**Excerpt to read**:
Purpose of the Study:

  • To develop and evaluate a novel data assimilation framework for predicting physiological processes using sparse EHR data.
  • To forecast blood glucose levels in intensive care unit (ICU) patients by embedding a glucose-insulin model into a new DA framework.
  • To assess the impact of constrained inference on forecasting accuracy and data requirements.

Main Methods:

  • Developed a methodological pipeline using a constrained ensemble Kalman filter (CEnKF) to forecast blood glucose.
  • Extracted complex patient data, including nutrition, glucose, insulin, and medications, manually for accuracy.
  • Estimated models in real-time, compared constrained and unconstrained filters, and varied model parameters and constraints to assess forecasting accuracy.

Main Results:

  • The novel CEnKF demonstrated significant improvements in robustness and accuracy, requiring less data than unconstrained filters.

**Record excerpts**:
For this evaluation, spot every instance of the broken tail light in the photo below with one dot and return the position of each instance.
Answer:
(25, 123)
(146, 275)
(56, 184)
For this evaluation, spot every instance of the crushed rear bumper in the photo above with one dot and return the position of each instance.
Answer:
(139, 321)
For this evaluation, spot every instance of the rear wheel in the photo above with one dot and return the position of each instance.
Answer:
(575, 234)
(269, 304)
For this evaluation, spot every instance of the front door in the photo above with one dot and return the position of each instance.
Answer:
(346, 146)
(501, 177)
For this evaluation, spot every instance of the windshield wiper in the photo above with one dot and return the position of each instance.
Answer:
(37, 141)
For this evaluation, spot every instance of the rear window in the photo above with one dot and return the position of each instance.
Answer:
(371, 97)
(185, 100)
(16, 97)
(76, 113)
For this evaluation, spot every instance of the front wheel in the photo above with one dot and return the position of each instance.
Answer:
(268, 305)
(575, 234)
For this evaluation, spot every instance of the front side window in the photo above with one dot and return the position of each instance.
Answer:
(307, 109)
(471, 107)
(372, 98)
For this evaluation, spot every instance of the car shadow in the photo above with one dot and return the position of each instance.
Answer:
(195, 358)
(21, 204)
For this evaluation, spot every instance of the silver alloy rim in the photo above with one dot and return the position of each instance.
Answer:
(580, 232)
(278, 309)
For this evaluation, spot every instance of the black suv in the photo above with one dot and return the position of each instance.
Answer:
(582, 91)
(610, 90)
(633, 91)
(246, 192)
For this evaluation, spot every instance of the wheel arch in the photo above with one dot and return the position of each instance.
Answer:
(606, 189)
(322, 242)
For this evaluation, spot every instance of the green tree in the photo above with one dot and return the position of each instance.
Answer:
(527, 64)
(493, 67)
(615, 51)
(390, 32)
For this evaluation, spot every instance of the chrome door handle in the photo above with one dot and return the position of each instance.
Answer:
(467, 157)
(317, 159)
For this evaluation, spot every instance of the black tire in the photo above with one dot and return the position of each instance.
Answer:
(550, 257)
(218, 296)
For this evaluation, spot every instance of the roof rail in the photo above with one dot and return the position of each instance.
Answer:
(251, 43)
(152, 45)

**Task set**:
**A.** According to the blood glucose forecasting summary, what type of filter did the methodological pipeline use to forecast blood glucose?
**B.** Return the passage of the blood glucose forecasting summary starting at "Purpose of the" and ending at "forecast blood glucose.".
**C.** Continue the blood glucose forecasting summary from the point where it ends.
The data have nothing to do with the blood glucose forecasting summary.

**Answer section**:
**A.** A constrained ensemble Kalman filter (CEnKF).

**B.**
Purpose of the Study:

  • To develop and evaluate a novel data assimilation framework for predicting physiological processes using sparse EHR data.
  • To forecast blood glucose levels in intensive care unit (ICU) patients by embedding a glucose-insulin model into a new DA framework.
  • To assess the impact of constrained inference on forecasting accuracy and data requirements.

Main Methods:

  • Developed a methodological pipeline using a constrained ensemble Kalman filter (CEnKF) to forecast blood glucose.

**C.**
  • Accurate forecasting depended on administered insulin and tube nutrition; IV glucose delivery did not enhance accuracy.
  • Model flexibility, influenced by constraint boundaries and parameter estimation, impacted forecasting performance.

Conclusions:

  • Accurate and robust physiological forecasting is achievable with DA, even with sparse clinical data.
  • Constrained inference, especially on unmeasured states and parameters, effectively reduces forecast error and data demands.
  • While model flexibility is important, overly strict or loose constraints can increase forecasting errors.